**TASK DETAILS**
Please give only the number of lines in the records below that contain the string "fixture". Uppercase and lowercase count as different.

Data records
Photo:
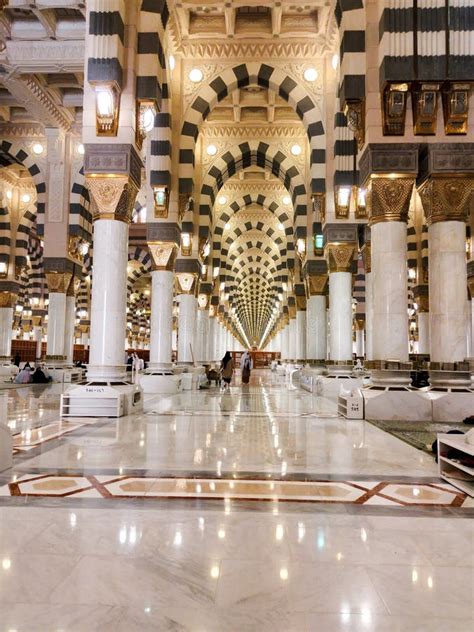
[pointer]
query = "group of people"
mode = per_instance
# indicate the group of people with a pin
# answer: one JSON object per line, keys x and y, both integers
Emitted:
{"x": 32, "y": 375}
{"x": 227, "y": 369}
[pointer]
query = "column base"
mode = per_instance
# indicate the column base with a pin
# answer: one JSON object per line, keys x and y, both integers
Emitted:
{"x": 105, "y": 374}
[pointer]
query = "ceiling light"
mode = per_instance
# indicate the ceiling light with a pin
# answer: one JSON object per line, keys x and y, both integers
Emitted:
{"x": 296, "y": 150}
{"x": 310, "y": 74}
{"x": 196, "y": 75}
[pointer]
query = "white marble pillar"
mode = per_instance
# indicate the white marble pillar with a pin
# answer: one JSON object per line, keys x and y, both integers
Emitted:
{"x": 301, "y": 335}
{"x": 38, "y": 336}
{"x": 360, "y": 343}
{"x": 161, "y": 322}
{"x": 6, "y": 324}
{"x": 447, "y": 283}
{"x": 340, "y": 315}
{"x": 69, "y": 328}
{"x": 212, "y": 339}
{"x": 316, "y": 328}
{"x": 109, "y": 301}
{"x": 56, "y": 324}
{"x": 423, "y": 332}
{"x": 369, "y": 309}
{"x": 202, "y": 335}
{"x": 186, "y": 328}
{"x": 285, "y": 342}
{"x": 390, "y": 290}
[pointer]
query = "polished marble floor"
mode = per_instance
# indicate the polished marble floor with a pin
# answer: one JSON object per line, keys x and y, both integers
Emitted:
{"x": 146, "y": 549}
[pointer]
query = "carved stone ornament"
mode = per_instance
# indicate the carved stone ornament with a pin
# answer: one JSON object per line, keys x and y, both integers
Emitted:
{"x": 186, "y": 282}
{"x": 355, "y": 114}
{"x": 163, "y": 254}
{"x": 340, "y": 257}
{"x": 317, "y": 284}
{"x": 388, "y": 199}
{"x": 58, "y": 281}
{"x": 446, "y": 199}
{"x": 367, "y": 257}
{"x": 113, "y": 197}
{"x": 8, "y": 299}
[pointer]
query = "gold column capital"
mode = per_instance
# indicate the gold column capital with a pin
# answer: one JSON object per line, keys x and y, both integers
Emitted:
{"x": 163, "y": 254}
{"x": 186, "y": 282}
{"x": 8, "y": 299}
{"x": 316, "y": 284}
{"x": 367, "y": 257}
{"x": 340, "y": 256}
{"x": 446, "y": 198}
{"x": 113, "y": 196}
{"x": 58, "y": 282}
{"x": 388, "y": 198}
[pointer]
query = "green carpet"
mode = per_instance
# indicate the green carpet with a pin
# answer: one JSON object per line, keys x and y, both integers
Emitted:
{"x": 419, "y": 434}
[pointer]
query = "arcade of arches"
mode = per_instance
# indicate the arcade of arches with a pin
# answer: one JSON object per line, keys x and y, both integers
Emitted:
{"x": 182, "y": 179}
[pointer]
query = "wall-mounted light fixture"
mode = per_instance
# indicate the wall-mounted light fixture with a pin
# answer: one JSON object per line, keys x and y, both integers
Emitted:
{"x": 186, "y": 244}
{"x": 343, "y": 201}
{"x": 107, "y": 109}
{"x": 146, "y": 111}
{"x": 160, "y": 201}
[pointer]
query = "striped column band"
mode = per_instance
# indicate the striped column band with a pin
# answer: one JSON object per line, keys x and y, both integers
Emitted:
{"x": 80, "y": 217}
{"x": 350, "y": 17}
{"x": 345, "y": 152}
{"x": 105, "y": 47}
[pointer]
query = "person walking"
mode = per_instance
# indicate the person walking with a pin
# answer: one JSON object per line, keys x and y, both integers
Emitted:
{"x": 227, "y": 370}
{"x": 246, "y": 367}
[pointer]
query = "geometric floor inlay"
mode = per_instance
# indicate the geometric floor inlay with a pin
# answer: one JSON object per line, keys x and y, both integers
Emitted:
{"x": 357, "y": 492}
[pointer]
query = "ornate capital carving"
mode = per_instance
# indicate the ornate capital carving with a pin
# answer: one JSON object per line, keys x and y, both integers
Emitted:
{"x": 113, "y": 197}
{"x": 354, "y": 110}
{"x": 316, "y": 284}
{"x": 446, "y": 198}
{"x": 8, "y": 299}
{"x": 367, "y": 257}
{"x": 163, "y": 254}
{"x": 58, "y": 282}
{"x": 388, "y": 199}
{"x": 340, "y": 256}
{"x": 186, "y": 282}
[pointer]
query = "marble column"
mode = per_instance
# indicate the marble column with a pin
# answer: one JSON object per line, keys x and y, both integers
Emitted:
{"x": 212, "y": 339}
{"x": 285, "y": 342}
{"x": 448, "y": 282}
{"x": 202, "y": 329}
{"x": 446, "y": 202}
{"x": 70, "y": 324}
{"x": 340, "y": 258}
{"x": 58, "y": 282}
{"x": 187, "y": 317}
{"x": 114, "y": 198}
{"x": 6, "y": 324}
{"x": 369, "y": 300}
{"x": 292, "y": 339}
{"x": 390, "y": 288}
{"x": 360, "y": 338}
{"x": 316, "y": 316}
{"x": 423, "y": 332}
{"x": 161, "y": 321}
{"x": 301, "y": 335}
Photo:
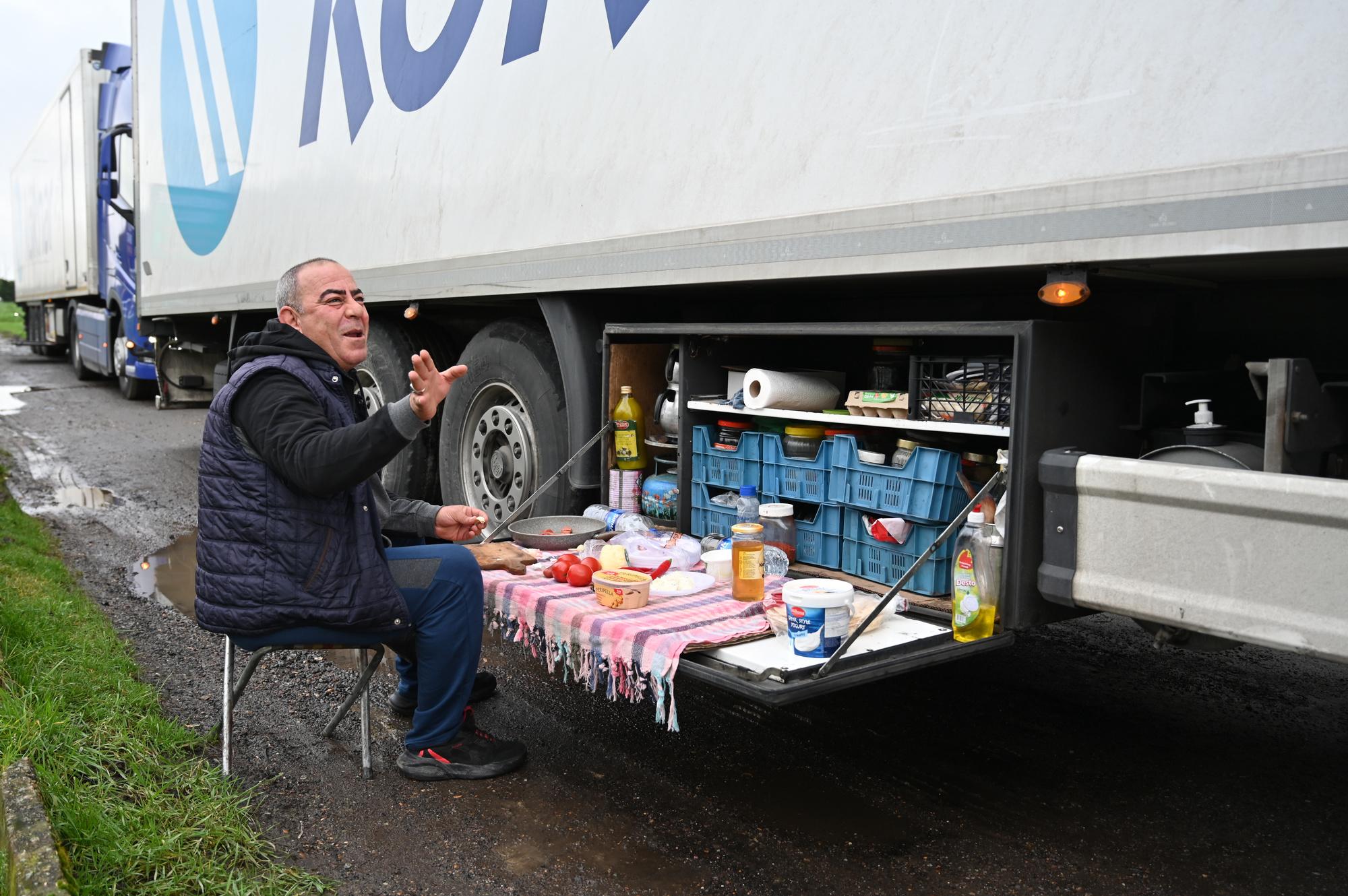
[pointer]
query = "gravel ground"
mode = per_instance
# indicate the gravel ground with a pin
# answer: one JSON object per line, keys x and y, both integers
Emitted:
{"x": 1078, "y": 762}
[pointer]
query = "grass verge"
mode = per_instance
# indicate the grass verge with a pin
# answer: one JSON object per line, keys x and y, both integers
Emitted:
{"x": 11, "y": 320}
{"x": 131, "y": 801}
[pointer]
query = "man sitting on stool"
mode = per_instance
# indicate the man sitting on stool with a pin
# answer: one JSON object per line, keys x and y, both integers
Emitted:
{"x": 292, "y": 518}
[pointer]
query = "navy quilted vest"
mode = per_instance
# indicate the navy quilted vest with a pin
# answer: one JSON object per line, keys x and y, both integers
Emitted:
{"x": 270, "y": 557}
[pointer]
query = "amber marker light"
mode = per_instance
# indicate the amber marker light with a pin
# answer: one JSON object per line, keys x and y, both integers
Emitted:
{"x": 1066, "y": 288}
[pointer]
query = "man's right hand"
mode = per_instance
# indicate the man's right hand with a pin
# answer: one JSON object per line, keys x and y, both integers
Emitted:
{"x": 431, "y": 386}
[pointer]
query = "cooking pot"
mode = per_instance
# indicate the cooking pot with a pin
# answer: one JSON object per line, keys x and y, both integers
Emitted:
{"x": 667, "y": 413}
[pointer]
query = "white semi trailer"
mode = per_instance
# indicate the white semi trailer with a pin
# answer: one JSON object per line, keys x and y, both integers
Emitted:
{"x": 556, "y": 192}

**EXPECTED ANSWER**
2